>> start

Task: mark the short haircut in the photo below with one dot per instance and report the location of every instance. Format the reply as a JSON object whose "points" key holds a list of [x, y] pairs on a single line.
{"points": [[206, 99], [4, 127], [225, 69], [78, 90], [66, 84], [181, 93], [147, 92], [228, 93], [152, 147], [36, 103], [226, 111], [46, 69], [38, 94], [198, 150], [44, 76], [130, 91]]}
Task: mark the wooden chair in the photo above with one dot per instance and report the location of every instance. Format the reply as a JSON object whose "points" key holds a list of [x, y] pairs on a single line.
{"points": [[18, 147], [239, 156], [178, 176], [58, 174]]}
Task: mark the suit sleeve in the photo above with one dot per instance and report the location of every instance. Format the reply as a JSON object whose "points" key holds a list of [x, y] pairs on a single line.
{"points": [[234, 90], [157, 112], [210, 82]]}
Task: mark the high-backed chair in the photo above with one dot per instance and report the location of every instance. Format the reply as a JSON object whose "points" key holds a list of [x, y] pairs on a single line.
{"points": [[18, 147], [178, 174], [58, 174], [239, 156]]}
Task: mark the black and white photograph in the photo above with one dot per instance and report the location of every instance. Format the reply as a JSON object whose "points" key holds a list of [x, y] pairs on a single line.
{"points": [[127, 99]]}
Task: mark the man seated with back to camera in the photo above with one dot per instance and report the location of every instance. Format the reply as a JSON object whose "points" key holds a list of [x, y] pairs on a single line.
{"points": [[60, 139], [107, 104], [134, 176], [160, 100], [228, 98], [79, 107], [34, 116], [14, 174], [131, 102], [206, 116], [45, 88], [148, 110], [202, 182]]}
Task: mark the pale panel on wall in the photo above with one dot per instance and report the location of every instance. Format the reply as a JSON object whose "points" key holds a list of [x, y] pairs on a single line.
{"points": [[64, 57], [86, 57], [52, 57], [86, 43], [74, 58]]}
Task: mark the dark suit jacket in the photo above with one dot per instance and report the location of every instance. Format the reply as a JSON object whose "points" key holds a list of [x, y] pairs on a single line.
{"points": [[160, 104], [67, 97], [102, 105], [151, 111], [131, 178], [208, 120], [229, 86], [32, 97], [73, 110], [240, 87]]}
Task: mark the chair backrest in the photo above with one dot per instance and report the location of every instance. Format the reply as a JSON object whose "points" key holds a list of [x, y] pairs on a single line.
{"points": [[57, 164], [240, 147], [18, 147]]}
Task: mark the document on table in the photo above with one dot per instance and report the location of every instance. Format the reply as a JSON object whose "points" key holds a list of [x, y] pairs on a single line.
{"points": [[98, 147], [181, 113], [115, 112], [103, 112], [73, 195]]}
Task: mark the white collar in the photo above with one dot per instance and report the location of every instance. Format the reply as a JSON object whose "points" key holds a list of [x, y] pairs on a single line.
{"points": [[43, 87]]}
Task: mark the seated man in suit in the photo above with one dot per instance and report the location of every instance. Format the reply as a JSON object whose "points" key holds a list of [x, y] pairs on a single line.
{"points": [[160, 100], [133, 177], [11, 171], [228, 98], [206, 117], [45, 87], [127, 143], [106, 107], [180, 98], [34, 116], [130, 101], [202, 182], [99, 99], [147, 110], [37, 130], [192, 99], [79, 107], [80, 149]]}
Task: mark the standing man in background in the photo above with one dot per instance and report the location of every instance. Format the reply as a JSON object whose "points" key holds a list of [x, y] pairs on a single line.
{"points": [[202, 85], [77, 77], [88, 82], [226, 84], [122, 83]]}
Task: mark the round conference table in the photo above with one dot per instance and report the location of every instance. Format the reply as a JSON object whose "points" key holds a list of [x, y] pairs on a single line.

>> end

• [DIRECTION] Turn the lines above into a Markdown table with two columns, Row and Line Text, that gives each line its row number and leaves out blank lines.

• [THE COMPLETED TASK]
| Row | Line Text |
|---|---|
| 1 | Task: mark the short haircut in the photo below with one dot per instance and report the location of every instance. Format the reply as a JSON object whose "points" key holds a list of [x, y] pairs on a single line. |
| 2 | {"points": [[206, 99], [4, 127], [225, 69], [78, 90], [66, 84], [181, 93], [147, 92], [228, 93], [152, 147], [36, 103], [226, 111], [46, 69], [38, 94], [198, 150], [44, 76], [130, 91]]} |
| 3 | Task: mark the wooden chair in the photo above with one dot per instance and report the location of every instance. Format the reply as a JSON object whose "points" key holds a list of [x, y] pairs on a single line. |
| 4 | {"points": [[18, 147], [239, 156], [178, 176], [58, 174]]} |
| 5 | Task: mark the suit sleeve in the photo above with one dot per instance and report the location of every instance. Format the reply as a JSON object whose "points" key holds a list of [x, y] pairs on a single line. |
| 6 | {"points": [[234, 90], [157, 112], [210, 82]]} |
| 7 | Task: mark the high-backed chair in the photo above with one dot per instance and report the location of every instance. Format the reply as a JSON object whose "points" key holds a list of [x, y] pairs on a single line. |
| 8 | {"points": [[18, 147], [178, 174], [58, 174], [239, 156]]} |
| 9 | Task: mark the black and white photograph in the photo above with one dot per instance and report the location of every instance. Format the reply as a JSON object whose "points" key holds a list of [x, y] pairs on a single line. |
| 10 | {"points": [[127, 99]]} |
| 11 | Task: mark the man seated with back to camera in the photo above with one dot per instance and report the location of every instance. Format the reply as a JSON object whose "points" key holds a list of [x, y] pairs on a single line. |
| 12 | {"points": [[60, 139], [107, 104], [134, 176], [160, 100], [228, 98], [79, 107], [34, 116], [14, 174], [131, 102], [206, 116], [45, 88], [148, 110], [202, 182]]} |
| 13 | Task: mark the pale panel on wall in the photo above with one dot per instance and report the location of every instance. Format the reply as a JSON object whose "points" key holds a list of [x, y] pairs on a single line. |
| 14 | {"points": [[64, 57], [86, 57], [52, 57], [86, 43], [74, 58]]} |
| 15 | Task: mark the dark suit jacket in the photo above with one dot per instance and report the location of every instance. Format the reply as a JSON object whose "points" key holds a list of [x, y] pairs on a single line. |
| 16 | {"points": [[160, 104], [67, 97], [102, 105], [151, 111], [131, 178], [208, 120], [229, 86], [32, 97], [73, 110], [240, 87]]} |
| 17 | Task: mark the chair backrest in the photo above with one dot per instance and report the location of every instance. Format the reply as a JSON object whose "points" key holds a list of [x, y] pairs on a single line. |
| 18 | {"points": [[57, 164], [240, 147], [18, 147]]} |
| 19 | Task: mark the document on table in the photo above with one dot per instance and report the location of every instance. Format the reply as a JSON object whose "points" key holds a list of [x, y] pairs on a single line. |
| 20 | {"points": [[98, 147], [181, 113], [115, 112], [103, 112], [73, 195]]} |
| 21 | Task: mark the white collar in the photo above with one dot per instance and report the location of every instance. Format the reply as a JSON object whose "points" key holds a list of [x, y] pairs on a single line. |
| 22 | {"points": [[43, 87]]} |
| 23 | Task: mark the seated man in suit in the photo above with one dot per instance and report the location of every instance. Format the reply as a JSON object whose "points" key holds a list of [x, y] pairs on a single line. |
| 24 | {"points": [[160, 100], [133, 177], [11, 171], [228, 98], [206, 117], [45, 87], [127, 143], [106, 107], [180, 98], [34, 116], [130, 101], [202, 182], [99, 99], [147, 110], [37, 130], [192, 99], [79, 107], [80, 149]]} |
| 25 | Task: mark the standing man in background in the photo above with one dot per instance and report the location of every instance. Format the reply as a JSON object whose "points" key holds a list of [x, y] pairs on a single line. |
| 26 | {"points": [[202, 85], [77, 77], [88, 82], [226, 84], [122, 83]]} |
| 27 | Task: mark the round conference table in the photo above with one dot per instance and report the location of every instance. Format the reply as a JSON object whose "points" key holds a list of [x, y] pairs on a single line. |